Material for this exercise:
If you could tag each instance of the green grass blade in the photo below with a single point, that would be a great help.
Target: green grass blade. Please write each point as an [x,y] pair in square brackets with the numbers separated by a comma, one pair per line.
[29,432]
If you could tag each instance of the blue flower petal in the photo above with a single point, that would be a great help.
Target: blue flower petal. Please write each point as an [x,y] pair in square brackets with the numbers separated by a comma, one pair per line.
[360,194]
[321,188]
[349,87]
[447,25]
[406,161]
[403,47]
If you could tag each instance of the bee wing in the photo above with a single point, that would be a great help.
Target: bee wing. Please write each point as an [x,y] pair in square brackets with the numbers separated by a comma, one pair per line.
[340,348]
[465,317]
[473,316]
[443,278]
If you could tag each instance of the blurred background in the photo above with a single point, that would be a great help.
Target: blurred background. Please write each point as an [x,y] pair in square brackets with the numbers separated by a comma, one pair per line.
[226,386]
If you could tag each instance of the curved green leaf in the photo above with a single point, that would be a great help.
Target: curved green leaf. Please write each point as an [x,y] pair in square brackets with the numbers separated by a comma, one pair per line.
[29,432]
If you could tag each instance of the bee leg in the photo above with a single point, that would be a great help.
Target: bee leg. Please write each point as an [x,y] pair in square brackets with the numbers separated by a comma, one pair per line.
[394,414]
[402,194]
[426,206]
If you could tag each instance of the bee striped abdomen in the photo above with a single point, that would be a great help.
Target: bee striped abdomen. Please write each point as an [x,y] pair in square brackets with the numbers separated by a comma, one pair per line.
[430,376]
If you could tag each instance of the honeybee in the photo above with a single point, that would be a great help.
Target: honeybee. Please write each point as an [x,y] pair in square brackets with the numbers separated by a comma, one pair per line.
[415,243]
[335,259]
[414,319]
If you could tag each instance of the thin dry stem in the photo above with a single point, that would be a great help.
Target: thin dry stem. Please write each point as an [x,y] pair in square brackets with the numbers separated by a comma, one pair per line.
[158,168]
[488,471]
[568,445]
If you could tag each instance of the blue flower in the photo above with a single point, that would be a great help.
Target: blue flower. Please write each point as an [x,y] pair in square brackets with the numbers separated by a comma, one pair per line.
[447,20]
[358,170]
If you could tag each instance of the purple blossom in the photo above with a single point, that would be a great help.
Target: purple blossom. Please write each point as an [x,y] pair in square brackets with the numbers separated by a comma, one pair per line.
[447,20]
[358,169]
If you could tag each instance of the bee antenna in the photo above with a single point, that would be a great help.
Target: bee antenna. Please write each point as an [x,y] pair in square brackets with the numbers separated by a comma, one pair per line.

Exercise description:
Restate each entry exactly, skipping none.

Solution for this exercise:
If you could tag each instance of the green grass blade in the photo below with a single point, that would be a great help.
Target: green grass blade. Please write each point as an [x,y] pair in square brackets with the numbers separated by a comma, one pair per line.
[29,432]
If you could tag each instance of the blue flower petal in the photo above with a single point, that would be a great help.
Target: blue flower petal. Please write each point as an [x,y] pair in square brackets with the numbers separated by a comma, one pair per line.
[360,194]
[321,188]
[349,87]
[447,25]
[406,161]
[403,47]
If you could tag each instance of the bee wing in the photo above with a single point, that would be a great help.
Target: bee wing. Please write each point as an [x,y] pair in square brackets with the numbers separated by a comma, one pair per line.
[340,348]
[465,317]
[473,316]
[443,278]
If you could tag each instance of the blurred background in the photo above with a single point, that would be a great help.
Target: blurred background. Please write each point as an [x,y] pair in square brackets with the numbers separated by a comma, one pair per line.
[226,386]
If you could tag each instance of the curved green leaf in the photo above with a single point, that would be a great help.
Target: curved green leaf. Please write each point as an [x,y] pair in square brackets with the numbers separated by a comma, one pair per line.
[29,432]
If you could tag each instance of the bee leg in the photo above with a single point, that would be a great help.
Target: bee leg. Please write each point as an [x,y] pair in square brackets with the numbers separated by a comma, one pair per line.
[394,414]
[402,194]
[426,206]
If you could tag each instance of the bee striped abdomen in the photo above with a single point, that would be a great help.
Target: bee striped abdomen. Please write each point as an [x,y] pair in square brackets with the numbers separated by a comma, one pair per line.
[430,376]
If you could tag each instance of the honeybee in the photo above with a single point, that would be a great help.
Target: honeybee. Please write each point as an [x,y] pair in square brackets with the numbers separated by a comma, one pair per line.
[415,243]
[335,259]
[414,319]
If you could tag each instance of the thin dry stem in the photo above with a single point, that would be a great help.
Target: thin dry stem. Please write each point as an [x,y] pair in square brackets with the numbers separated by a comma, one pair per line.
[158,168]
[488,471]
[568,445]
If you could tag each instance of the blue flower in the photo above with a single point, that would be a great help.
Target: blue flower. Please write each point as an [x,y] pair in square brackets with the numbers separated by a comma, one pair per line.
[447,20]
[358,170]
If you could tag each instance of the purple blossom in the photo above with a single point, that would be a great help.
Target: purple blossom. Please write each point as an [x,y] pair in square brackets with the numbers separated by a comma, one pair per line.
[447,20]
[358,169]
If you could tag each instance of the bee antenna in the photo above with a single point, that would be a great help.
Target: bee antenna. Please write each point as an [x,y] pair in square brackets with the numbers separated by a comma, one pair per line.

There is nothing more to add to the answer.